[To do] Rewrite every line of the listing below, substituting "a single point for each instance" for each occurrence of "one point per instance" and keeping everything else unchanged.

[Listed entries]
━━━━━━━━━━━━━━━━━━━━

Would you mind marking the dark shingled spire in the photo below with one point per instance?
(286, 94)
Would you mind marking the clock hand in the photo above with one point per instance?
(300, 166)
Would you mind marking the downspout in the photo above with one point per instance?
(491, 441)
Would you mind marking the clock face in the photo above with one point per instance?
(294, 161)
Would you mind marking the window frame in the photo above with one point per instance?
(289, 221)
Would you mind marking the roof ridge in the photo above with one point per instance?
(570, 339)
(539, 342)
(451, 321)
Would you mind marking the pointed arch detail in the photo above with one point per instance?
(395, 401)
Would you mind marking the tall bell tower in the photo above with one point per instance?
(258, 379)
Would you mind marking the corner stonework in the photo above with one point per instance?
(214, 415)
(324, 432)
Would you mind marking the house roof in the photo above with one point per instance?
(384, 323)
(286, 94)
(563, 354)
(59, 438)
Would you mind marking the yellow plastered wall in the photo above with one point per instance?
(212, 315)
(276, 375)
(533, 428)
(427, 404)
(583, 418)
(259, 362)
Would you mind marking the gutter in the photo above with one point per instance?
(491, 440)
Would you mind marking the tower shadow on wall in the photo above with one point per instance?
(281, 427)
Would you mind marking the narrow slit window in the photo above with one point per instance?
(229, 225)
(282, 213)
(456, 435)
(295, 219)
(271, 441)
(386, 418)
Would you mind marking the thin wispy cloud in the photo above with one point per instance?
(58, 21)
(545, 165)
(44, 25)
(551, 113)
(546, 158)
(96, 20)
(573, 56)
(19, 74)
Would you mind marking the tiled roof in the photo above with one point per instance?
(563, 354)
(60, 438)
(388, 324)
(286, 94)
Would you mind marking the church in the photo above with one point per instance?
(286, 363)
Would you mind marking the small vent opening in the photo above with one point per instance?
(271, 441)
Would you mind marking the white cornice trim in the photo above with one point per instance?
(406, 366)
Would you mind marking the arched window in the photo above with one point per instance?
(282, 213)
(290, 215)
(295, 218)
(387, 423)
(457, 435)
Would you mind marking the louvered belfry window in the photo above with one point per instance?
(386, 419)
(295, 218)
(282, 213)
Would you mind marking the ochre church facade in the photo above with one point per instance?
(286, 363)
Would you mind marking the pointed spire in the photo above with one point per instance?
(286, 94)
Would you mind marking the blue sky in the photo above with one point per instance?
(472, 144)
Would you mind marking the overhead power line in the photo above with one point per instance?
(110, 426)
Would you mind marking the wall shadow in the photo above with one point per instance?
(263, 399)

━━━━━━━━━━━━━━━━━━━━

[Answer for this exercise]
Would you mind marking the dark shingled spire in the photo below with a single point for each instance?
(286, 94)
Would you mind marking the clock hand in the photo above with a single point for each instance?
(300, 166)
Would you mind marking the downspout in the photo above with a single point for each instance?
(491, 441)
Would you mind marking the clock face in the photo above with a single point for each instance?
(294, 161)
Would you mind marking the window frame in the photo above with a single point for each instance?
(289, 221)
Would you mind marking the roof ridge in the photo above with a single point for each instance?
(570, 339)
(539, 342)
(451, 321)
Would you mind marking the pointed arch detail in the photo above with a single point for each instance?
(395, 401)
Would you mind marking the tall bell tower in the photo above with a single point for each instance?
(258, 379)
Would you mind marking the corner stonework in the photo above with a single point for each instance?
(214, 415)
(324, 432)
Would you mind marking the house roof in the photo above with a single point for each instance?
(384, 323)
(286, 94)
(563, 354)
(59, 438)
Would you mind marking the yellow plastered wall in the photo above with a single point for each instance?
(212, 315)
(276, 375)
(533, 428)
(427, 404)
(583, 418)
(259, 362)
Would you mind marking the gutter in the photo above with a single point for each instance?
(491, 440)
Would you mind marking the tower shadow on wall in the photo above with a single point for each instance?
(281, 427)
Would you mind marking the narrow slit window in the photo above with a single point for each instance?
(229, 225)
(282, 213)
(456, 435)
(295, 219)
(271, 441)
(386, 418)
Would you mind marking the thin wispy cloud in the photo above with a single point for each instance?
(58, 21)
(545, 165)
(44, 25)
(551, 113)
(546, 158)
(96, 20)
(573, 56)
(19, 74)
Would you mind marking the tiled roof in the photo above with a single point for each instance?
(563, 354)
(60, 438)
(388, 324)
(286, 94)
Would you mind marking the church in the photo above with a single point for each instance?
(286, 363)
Would you mind marking the small vent opening in the photo above with a single point for each instance?
(271, 441)
Would you mind marking the white cornice trim in the photo above with a single point for each instance?
(406, 366)
Would you mind marking the arched window in the photo above with a single point for each instance?
(282, 213)
(290, 215)
(295, 218)
(387, 423)
(457, 435)
Would you mind marking the louvered belfry window in the photo above with a single point for each instance?
(386, 419)
(295, 218)
(282, 213)
Would you mind marking the ochre church facade in the photo above with a single point for each instance?
(286, 363)
Would you mind marking the pointed spire in the photo above with a single point for each instance?
(286, 94)
Would you mind marking the blue sky in the photo above with a single point for each instance?
(472, 144)
Would you mind marking the overhead power line in the photo above with a single point for each instance?
(110, 426)
Would you mind marking the wall shadow in the photo above with a single point for each instance?
(263, 399)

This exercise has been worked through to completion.